>> start

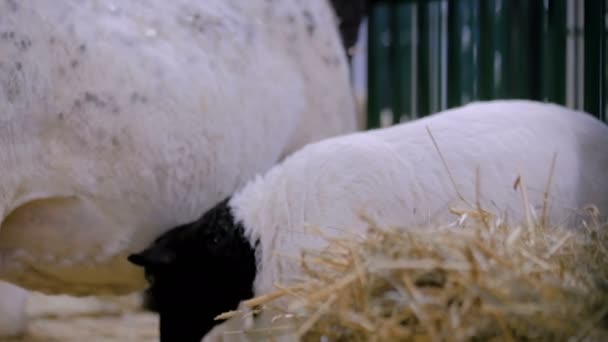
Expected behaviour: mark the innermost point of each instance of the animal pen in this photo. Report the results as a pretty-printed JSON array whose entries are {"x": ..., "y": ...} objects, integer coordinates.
[
  {"x": 528, "y": 282},
  {"x": 428, "y": 55}
]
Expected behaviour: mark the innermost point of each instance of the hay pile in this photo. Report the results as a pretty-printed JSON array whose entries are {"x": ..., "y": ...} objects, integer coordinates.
[{"x": 479, "y": 281}]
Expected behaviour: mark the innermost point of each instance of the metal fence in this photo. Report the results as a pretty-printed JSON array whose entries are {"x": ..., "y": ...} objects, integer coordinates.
[{"x": 426, "y": 56}]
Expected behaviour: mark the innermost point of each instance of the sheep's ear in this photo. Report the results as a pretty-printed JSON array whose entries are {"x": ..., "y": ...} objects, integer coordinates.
[{"x": 152, "y": 257}]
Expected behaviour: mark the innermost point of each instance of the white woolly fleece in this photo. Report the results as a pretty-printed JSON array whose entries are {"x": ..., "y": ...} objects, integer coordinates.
[{"x": 396, "y": 176}]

>> end

Request: Rescale the rows above by writing out every line again, requests included and unchanged, with each x and y coordinate in the answers multiplied by 1.75 and rounded to a whole number, halves rounding up. Leave the pictures out.

Complete answer:
Expected behaviour: mark the innermost point of each instance of the animal pen in this photo. Report the results as a pretty-printed JSON array whose entries are {"x": ..., "y": ...} objects, integer coordinates.
[
  {"x": 924, "y": 494},
  {"x": 749, "y": 96}
]
Expected behaviour: mark the innermost point of each instance of the hay pile in this photo. Report the results as a pretty-printed JSON array whose entries are {"x": ..., "y": ...} objects, integer coordinates.
[{"x": 838, "y": 492}]
Expected behaviour: mark the innermost point of each instance of the metal fence in this photo. Report the results as a pretty-printed JSON array whose entries are {"x": ..., "y": ...} objects, integer coordinates.
[{"x": 746, "y": 98}]
Expected behaviour: mark the innermost point of each instance of the sheep's ear in this photo. Report the results as a pretty-printed JSON array whose entries are {"x": ..., "y": ...} objects, integer coordinates.
[{"x": 266, "y": 450}]
Expected behaviour: mark the innermost point of each instance of the white woolly fleece in this photo. Report the results as a pretty-printed JSON array whose entries are {"x": ..., "y": ...} objects, integer coordinates.
[{"x": 693, "y": 308}]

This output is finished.